# Passage
★ ★ ★ ★ ★ ★ ★
The material specification requires all of these materials to be provided in the solution-annealed condition. That is, the final heat treatment is performed at a temperature of 1900-2000oF, depending upon the particular grade. For the 321H grade, there is a further requirement: a grain size of ASTM No.7 or coarser is specified to insure adequate creep strength. A solution anneal at 2,000o F minimum is usually sufficient to meet this specification requirement.

After the high-temperature solution anneal, the microstructure will be equiaxed austenite. The word "equiaxed" means that the dimensions of an individual austenite grain will be essentially the same, regardless of orientation or direction. The material is in the fully annealed condition and will be a single-phased material with only some non-metallic inclusions inherent to steel making, apparent within the microstructure.

Unlike the ferritic steels that have dramatic microstructural changes depending upon the peak operational or failure temperature, there are no abrupt microstructural changes in the austenitic stainless steels. What microstructural changes do occur, occur over a range of temperatures. All of these grades will sensitize, that is, form chromium carbides along the austenite grain boundaries. The formation of these carbides reduces the chromium content of the austenite grains at the boundary, and, therefore, reduces the local corrosion resistance along the grain boundaries.
★ ★ ★ ★ ★ ★ ★
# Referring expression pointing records

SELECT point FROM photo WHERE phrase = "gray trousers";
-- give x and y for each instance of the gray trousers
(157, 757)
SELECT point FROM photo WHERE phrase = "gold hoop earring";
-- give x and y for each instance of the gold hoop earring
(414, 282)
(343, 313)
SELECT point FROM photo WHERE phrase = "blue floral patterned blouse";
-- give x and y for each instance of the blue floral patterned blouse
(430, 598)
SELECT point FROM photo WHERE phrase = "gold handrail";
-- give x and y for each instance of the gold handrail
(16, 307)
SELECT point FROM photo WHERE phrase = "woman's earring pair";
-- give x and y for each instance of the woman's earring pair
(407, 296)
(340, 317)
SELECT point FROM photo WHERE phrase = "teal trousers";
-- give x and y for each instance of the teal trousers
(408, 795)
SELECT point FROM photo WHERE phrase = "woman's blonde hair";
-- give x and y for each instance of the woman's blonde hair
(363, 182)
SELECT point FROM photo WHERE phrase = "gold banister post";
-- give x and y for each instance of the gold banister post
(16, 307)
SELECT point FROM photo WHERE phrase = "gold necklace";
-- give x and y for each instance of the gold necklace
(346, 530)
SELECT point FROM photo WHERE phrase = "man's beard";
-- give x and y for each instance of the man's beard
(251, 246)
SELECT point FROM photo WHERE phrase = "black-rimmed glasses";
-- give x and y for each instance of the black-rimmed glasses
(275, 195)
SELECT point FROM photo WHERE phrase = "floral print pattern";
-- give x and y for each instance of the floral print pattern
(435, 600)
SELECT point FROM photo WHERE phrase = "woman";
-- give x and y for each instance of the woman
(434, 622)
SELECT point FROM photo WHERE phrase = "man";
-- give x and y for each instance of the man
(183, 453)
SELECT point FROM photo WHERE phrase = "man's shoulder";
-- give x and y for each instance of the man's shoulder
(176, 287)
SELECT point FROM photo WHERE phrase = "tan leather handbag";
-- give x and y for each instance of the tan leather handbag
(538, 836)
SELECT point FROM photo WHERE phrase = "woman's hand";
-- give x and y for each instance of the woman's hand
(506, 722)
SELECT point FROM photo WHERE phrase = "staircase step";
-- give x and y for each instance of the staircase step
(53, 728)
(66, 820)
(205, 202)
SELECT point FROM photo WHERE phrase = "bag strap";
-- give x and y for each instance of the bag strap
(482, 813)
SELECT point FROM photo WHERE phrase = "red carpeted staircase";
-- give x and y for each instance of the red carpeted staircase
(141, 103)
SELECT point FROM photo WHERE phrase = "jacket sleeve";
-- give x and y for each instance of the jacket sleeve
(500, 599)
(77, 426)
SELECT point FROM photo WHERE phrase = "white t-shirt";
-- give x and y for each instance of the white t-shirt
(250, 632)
★ ★ ★ ★ ★ ★ ★
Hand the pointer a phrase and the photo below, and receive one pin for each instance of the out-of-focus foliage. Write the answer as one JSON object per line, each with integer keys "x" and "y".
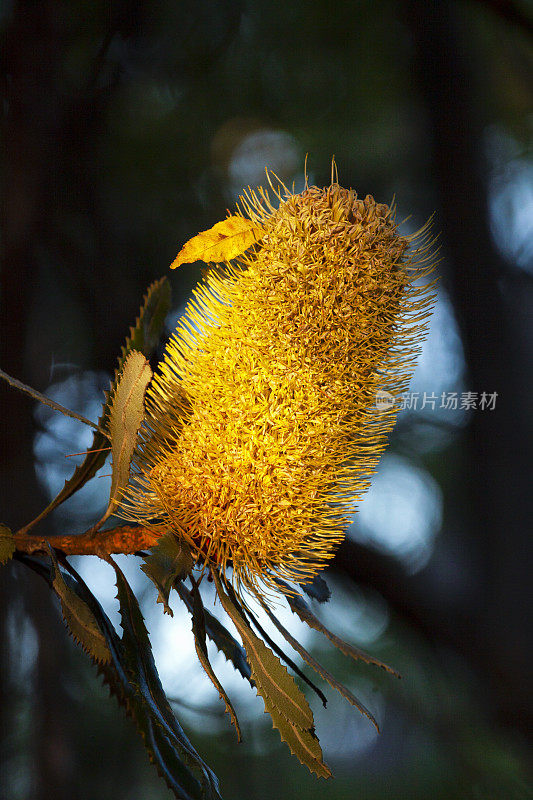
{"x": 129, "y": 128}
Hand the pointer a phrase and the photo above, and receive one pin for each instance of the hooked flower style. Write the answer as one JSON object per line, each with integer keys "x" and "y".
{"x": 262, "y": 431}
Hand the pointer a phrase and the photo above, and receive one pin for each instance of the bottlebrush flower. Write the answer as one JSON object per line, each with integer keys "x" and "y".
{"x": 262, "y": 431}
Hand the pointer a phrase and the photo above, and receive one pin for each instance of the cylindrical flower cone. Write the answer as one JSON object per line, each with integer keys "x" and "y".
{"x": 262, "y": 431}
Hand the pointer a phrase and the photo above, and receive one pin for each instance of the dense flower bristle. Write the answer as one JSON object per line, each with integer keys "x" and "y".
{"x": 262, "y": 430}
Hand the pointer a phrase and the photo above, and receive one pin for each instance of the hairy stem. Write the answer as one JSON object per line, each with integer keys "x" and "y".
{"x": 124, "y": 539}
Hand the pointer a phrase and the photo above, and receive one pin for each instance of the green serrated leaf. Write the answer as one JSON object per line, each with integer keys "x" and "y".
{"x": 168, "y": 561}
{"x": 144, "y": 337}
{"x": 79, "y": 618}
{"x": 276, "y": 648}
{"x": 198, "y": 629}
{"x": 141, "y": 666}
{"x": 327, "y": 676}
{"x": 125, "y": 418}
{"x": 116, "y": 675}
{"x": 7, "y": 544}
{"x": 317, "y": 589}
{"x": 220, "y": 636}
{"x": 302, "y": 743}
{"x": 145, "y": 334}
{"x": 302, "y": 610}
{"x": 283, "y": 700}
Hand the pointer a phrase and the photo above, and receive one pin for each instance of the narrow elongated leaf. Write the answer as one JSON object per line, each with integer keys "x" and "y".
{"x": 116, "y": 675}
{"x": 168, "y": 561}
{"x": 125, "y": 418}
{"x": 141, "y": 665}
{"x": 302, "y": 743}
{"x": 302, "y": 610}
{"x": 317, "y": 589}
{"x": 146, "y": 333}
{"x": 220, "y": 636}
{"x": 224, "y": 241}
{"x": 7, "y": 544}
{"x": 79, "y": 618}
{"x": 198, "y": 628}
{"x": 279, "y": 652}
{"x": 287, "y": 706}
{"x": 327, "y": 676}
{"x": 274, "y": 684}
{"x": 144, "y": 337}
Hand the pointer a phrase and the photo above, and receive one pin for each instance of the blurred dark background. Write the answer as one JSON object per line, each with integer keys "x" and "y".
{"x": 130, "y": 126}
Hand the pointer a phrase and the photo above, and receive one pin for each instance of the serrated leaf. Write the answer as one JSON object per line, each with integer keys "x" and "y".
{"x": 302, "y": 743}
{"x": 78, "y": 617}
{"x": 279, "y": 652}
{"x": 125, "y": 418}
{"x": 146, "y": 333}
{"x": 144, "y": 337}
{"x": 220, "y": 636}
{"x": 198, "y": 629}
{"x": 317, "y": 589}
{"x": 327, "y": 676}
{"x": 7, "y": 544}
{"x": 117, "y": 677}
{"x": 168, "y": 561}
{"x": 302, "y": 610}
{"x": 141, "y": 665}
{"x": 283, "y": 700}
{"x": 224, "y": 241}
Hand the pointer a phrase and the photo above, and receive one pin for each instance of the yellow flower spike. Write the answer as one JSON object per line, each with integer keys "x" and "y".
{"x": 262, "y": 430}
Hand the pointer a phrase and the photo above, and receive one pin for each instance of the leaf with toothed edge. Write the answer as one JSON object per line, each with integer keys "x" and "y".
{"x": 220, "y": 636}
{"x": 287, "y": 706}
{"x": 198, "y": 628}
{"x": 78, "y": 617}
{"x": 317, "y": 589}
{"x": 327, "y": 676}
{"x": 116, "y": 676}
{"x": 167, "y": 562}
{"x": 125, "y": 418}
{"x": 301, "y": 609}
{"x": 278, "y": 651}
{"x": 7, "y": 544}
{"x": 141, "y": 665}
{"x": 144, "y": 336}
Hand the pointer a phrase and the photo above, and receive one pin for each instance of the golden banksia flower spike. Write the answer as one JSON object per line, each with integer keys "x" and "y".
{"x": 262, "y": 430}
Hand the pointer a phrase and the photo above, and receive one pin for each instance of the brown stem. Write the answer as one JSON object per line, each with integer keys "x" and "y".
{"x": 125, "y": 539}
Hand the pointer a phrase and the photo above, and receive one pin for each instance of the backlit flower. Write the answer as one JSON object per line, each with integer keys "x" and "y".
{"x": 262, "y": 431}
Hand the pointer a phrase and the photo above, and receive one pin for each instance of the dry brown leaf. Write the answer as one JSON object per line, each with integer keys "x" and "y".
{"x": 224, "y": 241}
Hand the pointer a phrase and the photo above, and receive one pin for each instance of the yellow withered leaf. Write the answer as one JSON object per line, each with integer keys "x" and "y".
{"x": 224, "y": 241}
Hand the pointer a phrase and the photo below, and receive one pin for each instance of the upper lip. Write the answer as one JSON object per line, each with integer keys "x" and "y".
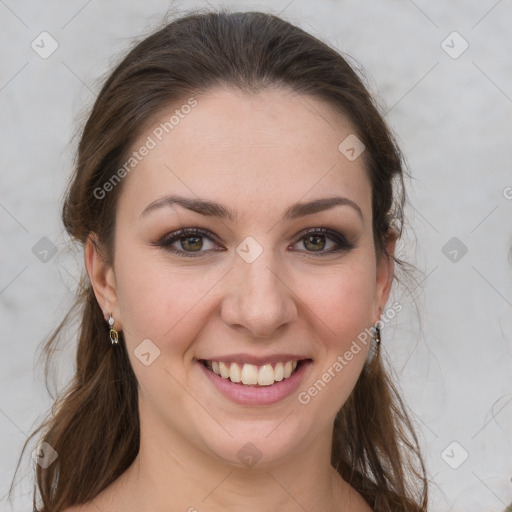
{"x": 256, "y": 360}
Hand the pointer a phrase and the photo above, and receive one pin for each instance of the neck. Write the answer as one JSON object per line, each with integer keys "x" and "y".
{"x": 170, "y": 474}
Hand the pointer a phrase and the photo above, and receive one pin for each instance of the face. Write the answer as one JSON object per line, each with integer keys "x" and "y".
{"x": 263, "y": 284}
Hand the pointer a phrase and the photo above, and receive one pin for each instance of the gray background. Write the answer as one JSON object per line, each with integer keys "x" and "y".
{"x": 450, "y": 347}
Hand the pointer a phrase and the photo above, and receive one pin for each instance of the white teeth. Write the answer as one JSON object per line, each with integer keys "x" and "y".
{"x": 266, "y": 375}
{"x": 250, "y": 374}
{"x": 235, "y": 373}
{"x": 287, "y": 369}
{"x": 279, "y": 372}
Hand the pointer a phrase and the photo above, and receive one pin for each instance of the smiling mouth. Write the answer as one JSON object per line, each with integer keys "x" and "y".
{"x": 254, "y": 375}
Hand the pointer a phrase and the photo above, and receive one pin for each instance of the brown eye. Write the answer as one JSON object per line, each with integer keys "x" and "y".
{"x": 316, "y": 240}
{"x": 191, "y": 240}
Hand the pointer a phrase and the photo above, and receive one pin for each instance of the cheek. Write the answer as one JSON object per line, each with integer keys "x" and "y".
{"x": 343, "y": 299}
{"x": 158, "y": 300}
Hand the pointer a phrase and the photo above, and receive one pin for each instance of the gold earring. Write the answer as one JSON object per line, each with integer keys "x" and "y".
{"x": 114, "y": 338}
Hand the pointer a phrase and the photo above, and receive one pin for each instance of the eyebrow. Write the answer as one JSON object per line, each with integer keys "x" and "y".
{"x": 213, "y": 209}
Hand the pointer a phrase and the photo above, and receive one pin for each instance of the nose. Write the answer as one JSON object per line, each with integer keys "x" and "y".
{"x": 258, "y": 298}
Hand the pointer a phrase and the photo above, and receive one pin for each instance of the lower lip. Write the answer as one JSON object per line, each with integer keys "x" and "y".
★ ★ ★ ★ ★ ★ ★
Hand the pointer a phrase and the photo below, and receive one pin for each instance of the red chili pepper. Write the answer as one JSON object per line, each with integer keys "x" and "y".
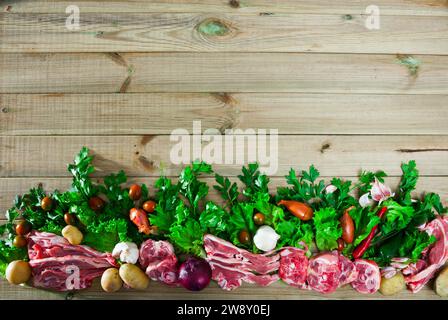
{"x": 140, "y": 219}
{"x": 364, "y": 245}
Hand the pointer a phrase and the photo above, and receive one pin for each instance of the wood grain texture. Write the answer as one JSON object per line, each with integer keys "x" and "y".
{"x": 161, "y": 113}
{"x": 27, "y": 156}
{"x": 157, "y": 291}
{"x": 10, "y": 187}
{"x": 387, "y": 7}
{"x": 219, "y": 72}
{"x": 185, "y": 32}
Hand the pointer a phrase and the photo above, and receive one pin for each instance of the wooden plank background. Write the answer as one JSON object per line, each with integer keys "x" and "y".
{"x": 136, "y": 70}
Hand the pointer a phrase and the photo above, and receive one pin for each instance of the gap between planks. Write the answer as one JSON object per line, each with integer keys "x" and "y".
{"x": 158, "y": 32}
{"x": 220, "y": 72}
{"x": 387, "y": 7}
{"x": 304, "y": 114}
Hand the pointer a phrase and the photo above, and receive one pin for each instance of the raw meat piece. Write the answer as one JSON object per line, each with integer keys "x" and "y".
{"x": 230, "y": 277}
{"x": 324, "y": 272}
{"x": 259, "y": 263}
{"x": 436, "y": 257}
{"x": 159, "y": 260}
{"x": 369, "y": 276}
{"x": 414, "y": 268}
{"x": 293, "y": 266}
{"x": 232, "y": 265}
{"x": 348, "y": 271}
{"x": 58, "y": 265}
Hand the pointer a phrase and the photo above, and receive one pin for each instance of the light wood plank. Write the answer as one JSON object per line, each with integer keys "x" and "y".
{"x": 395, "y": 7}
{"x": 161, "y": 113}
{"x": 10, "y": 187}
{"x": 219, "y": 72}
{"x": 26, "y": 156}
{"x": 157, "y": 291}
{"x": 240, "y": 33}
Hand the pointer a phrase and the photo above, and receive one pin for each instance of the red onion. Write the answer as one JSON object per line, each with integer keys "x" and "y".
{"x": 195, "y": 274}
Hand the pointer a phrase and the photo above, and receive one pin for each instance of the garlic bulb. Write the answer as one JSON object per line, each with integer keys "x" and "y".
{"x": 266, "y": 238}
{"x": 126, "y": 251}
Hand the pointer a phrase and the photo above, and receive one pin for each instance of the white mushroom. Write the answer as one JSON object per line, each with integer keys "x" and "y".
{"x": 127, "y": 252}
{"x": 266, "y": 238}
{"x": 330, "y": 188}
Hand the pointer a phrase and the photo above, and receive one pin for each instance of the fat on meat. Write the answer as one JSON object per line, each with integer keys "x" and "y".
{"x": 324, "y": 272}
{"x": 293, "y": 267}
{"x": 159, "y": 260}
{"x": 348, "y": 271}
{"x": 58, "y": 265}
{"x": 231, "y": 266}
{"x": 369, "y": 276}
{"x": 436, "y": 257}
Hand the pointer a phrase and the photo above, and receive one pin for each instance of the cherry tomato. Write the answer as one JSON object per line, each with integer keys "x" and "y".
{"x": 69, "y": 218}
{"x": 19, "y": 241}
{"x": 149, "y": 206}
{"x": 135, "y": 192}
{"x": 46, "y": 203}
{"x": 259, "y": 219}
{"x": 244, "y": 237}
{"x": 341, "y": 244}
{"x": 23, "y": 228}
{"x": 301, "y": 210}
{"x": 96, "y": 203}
★ ★ ★ ★ ★ ★ ★
# Prompt 1
In the passage on austenitic stainless steels, what grain size is specified for the 321H grade?
# Prompt 2
Carry on the passage on austenitic stainless steels, starting after its last sentence.
The records have no connection to the passage on austenitic stainless steels.

# Written answer 1
ASTM No. 7 or coarser.

# Written answer 2
To prevent sensitization, additions of titanium to make the alloy 321 and columbium and tantalum to form 347 were invented. If these alloys are given a second heat treatment, called a stabilization anneal, at 1600-1650o F after the solution anneal, titanium carbide or columbium-tantalum carbide will form preferentially to chromium carbide. With all of the carbon removed as innocuous carbides, no chromium carbide can form. There is no loss of chromium at the grain boundaries, and no loss of corrosion resistance, and thus no sensitization. However, since in boiler applications 321 and 347 are not given a stabilization anneal, 321 and 347 will sensitize just the same as 304.

One other microstructural constituent will form at elevated temperatures, and that is a chromium-iron intermetallic called "sigma phase."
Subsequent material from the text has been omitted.